- _Instructions for the task_
Pick up the Thanksgiving dialogue quotes where they stop and keep them going.

Cliff: Oh, hey, no waitin' around for my contribution. Here ya go.
Woody: Popcorn balls!
Cliff: Chow down, hear?
Woody: Hey, aren't these what you brought to the Halloween party?
Cliff: Well, yeah, they're a perennial favorite, Woodman.
Woody: Yeah, but aren't these the ones you brought to the Halloween party?

Quote from Carla

Sam: Come on, open the door.
Carla: No, no...
Sam: It's Thanksgiving, Carla.
Carla: Oh! Okay maybe she'll choke on a drumstick.

Quote from Cliff

Diane: Isn't this game over yet?
Woody: Not yet.
Diane: Well, their uniforms are different colors than before.
Cliff: Uh, well, they gotta change them every time they score a touchdown, Diane.

Quote from Woody

Sam: Somebody save me a seat. I got to see a man about a horse.
Woody: He doesn't really have to see a man about a horse.

Quote from Norm

Norm: Uh, guys, uh, listen, I'm having a slight, uh, problem with the damn bird, all right?
Diane: What color is it now, Norman?
Norm: Well, I think we're moving into the earth tones.

Quote from Norm

Carla: This better be good news, Norm.
Norm: Look, uh, I'm sorry, guys. The little pop thing won't pop out. There's something wrong with it.
Carla: There's something wrong with you.
Norm: No, no, it's the little pop thing. Hey, could somebody please explain to me where the little pop thing is on the turkey? I mean, 'cause maybe it's different in the city, but in the country where I come from, turkeys aren't born with little pop things.
Frasier: The little pop thing has a name! It's called a thermometer! Now can we all please say "thermometer."
All: [yell] Thermometer!

Quote from Carla

Carla: Well, pass me my peas. I made them so I know they're okay.
Norm: Was that remark, uh, directed at me, Carla, by any chance?
Carla: No, it was directed at your stupid turkey and your stupid stuffing and your stupid gravy.

- _Dataset section_
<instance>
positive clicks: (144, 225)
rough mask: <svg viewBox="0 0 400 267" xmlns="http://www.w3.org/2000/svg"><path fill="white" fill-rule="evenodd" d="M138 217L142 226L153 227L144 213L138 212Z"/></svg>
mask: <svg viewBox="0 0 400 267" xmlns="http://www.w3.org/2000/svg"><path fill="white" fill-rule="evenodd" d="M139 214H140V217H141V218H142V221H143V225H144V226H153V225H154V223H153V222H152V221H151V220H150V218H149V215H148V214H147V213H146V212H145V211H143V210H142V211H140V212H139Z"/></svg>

- _Result of this exercise_
Norm: What's wrong with my gravy?
Carla: Oh, nothing, except you could walk across the skin on top of it.
Norm: Oh, well, I'm sorry, Julia Child. Here's your perfect peas. Oh, look, I spilled one. [flicks a pea at Carla] Sorry.
Carla: Thank you. Norm, I'm sorry about what I said about your gravy.
Norm: All right.
Carla: It's okay.
Norm: Fine.
Carla: And so are the carrots. [throws a carrot at Norm]
Cliff: Uh, anybody want some of these, uh, lovely yams? [flings the yams at Frasier]
Frasier: Woody, would you care to test the gravy skin? [splashes gravy at Woody]
Diane: People! People! People! Stop this immediately! I have never been witness to such a silly, soph- [Sam throws cranberries at Diane] Sam Malone kiss your butt good-bye!
Carla: Food fight!

Quote from Norm

Norm: [o.s.] Vera. You came. Honey, I'm so happy. Hey, you guys, uh... Come on, Vera, come on in, meet all the guys.
Sam: This is great. We finally get to meet Vera.
Diane: Sam think fast!
[Diane throws a plate of pie in Sam's direction, but he ducks, sending it straight into the living room. Norm walks in with a woman whose face is covered in pie]
Norm: Everybody, this is, uh, Vera. [fade to black]
Vera: Charming friends, Norm. Get your coat.
Norm: Yes, dear.

Quote from Sam

Diane: Prithee, friends, what thinkst thou?
Sam: You look ridiculous.
Diane: I beg your pardon. This is an absolutely authentic example of feminine colonial headwear.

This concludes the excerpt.